• _Énoncé_
Extrayez tous les enregistrements ci-dessous et recopiez chaque ligne à l'identique.

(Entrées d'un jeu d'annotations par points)
————————

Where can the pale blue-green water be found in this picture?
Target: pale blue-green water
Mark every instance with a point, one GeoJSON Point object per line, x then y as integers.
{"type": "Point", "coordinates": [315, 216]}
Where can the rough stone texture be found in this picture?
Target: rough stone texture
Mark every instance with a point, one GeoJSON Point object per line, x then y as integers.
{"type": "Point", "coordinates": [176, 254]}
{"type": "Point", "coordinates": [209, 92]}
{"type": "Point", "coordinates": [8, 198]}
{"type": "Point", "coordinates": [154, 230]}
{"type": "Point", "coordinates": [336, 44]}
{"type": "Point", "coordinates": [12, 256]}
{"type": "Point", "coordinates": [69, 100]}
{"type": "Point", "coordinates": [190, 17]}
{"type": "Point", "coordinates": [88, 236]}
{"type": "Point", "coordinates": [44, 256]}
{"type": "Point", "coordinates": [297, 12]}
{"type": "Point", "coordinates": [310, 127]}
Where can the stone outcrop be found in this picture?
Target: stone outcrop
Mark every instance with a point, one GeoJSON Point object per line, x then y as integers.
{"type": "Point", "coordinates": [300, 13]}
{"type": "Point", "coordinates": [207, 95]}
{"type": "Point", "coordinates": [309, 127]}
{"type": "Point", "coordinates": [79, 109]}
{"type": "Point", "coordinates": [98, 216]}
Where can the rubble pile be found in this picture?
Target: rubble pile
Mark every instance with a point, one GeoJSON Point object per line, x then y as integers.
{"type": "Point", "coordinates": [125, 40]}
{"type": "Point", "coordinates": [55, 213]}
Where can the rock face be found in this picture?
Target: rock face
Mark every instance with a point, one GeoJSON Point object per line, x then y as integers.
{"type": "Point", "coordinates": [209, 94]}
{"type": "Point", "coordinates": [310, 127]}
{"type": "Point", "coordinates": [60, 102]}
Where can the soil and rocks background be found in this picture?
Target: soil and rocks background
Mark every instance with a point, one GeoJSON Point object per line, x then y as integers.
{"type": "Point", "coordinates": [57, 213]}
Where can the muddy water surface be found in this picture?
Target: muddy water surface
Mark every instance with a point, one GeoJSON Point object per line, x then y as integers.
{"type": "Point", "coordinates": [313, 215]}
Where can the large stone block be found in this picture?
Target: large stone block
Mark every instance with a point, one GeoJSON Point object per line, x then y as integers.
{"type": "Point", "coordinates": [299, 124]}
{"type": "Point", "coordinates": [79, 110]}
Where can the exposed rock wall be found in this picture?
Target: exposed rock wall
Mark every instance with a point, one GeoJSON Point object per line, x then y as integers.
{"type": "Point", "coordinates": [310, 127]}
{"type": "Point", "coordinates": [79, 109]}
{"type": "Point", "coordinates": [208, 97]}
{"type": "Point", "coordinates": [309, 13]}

————————

• _Bonne réponse_
Where can the pale blue-green water be found in this picture?
Target: pale blue-green water
Mark every instance with a point, one GeoJSON Point object per line, x then y as integers.
{"type": "Point", "coordinates": [315, 216]}
Where can the rough stone texture be found in this picture?
Target: rough stone texture
Mark every instance with a point, one GeoJSON Point object per line, x then y as integers.
{"type": "Point", "coordinates": [176, 254]}
{"type": "Point", "coordinates": [209, 92]}
{"type": "Point", "coordinates": [8, 198]}
{"type": "Point", "coordinates": [154, 230]}
{"type": "Point", "coordinates": [336, 44]}
{"type": "Point", "coordinates": [12, 256]}
{"type": "Point", "coordinates": [69, 100]}
{"type": "Point", "coordinates": [190, 17]}
{"type": "Point", "coordinates": [88, 236]}
{"type": "Point", "coordinates": [44, 256]}
{"type": "Point", "coordinates": [297, 12]}
{"type": "Point", "coordinates": [310, 127]}
Where can the stone outcrop be found in this picture?
Target: stone outcrop
Mark every instance with a point, one GeoJSON Point object per line, x then y as integers.
{"type": "Point", "coordinates": [300, 13]}
{"type": "Point", "coordinates": [207, 95]}
{"type": "Point", "coordinates": [309, 127]}
{"type": "Point", "coordinates": [79, 109]}
{"type": "Point", "coordinates": [98, 216]}
Where can the rubble pile be found in this picture?
Target: rubble pile
Mark every instance with a point, one GeoJSON Point object per line, x then y as integers.
{"type": "Point", "coordinates": [125, 40]}
{"type": "Point", "coordinates": [55, 213]}
Where can the rock face be found in this picture?
Target: rock face
Mark every instance with a point, one GeoJSON Point object per line, x then y as integers.
{"type": "Point", "coordinates": [209, 94]}
{"type": "Point", "coordinates": [310, 127]}
{"type": "Point", "coordinates": [60, 102]}
Where can the soil and rocks background be found in this picture?
Target: soil and rocks background
Mark every instance with a point, one GeoJSON Point object per line, x then y as integers.
{"type": "Point", "coordinates": [57, 213]}
Where can the muddy water surface be found in this picture?
Target: muddy water surface
Mark every instance with a point, one GeoJSON Point object per line, x then y as integers.
{"type": "Point", "coordinates": [313, 215]}
Where can the large stone block be found in this picture?
Target: large stone block
Mark every instance with a point, one GeoJSON Point object per line, x then y as integers.
{"type": "Point", "coordinates": [299, 124]}
{"type": "Point", "coordinates": [79, 110]}
Where can the exposed rock wall be found in this picture?
Target: exposed rock wall
Mark every instance with a point, one GeoJSON Point object per line, x then y as integers.
{"type": "Point", "coordinates": [310, 127]}
{"type": "Point", "coordinates": [79, 109]}
{"type": "Point", "coordinates": [208, 97]}
{"type": "Point", "coordinates": [309, 13]}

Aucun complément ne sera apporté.